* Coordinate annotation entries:
········

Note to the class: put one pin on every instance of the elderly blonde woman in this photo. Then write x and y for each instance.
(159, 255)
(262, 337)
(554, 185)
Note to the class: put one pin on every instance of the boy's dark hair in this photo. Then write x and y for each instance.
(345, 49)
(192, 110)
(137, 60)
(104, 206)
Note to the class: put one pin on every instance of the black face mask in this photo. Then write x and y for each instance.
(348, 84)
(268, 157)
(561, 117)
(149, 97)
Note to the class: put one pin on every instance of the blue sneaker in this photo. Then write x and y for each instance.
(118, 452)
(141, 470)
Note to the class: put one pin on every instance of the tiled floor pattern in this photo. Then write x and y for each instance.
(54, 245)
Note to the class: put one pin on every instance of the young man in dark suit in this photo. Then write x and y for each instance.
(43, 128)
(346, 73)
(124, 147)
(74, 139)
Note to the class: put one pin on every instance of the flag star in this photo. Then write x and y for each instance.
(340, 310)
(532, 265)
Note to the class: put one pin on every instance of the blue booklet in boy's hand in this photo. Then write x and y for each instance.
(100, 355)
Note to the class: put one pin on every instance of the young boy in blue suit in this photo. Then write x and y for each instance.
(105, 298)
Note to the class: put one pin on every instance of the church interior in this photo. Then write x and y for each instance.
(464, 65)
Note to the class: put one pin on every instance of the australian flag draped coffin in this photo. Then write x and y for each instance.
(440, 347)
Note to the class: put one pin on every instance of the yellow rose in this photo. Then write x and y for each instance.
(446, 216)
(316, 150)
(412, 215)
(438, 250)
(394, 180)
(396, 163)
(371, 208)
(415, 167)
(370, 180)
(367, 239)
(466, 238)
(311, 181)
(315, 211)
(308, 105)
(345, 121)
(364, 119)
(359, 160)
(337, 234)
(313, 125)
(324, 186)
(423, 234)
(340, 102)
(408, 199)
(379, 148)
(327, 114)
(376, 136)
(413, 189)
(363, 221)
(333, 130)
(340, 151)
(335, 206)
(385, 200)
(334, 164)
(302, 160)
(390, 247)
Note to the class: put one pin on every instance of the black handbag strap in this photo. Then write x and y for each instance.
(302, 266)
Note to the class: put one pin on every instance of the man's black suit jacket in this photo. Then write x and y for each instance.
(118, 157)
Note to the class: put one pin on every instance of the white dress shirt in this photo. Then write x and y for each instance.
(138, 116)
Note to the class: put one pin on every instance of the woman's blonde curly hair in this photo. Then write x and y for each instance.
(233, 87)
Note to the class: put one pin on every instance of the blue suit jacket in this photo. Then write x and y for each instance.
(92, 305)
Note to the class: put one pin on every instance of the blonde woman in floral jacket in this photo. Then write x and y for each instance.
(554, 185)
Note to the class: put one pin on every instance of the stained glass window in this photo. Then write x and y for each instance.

········

Starting with the line that contains "of the white", write out each line through the end of the listing, exactly as it appears, and include nothing else.

Note to the class: put one pin on every instance of the white dress shirt in this photo. Then write x and y for each instance.
(138, 116)
Note to the class: put one pin on every instance of the woman's blonde curly hair in this photo. Then write x and y for each instance.
(233, 87)
Note to the class: put one pin on every instance of the blue suit jacket in this photo. Then write x and y for each instance.
(92, 305)
Note to the class: put one pin on every instance of the blonde woman in floral jacket in this photo. Then write x and y for each instance.
(554, 185)
Note to the class: put one pin on every instance of the stained glass window in this photo. Then write x and y for each instance.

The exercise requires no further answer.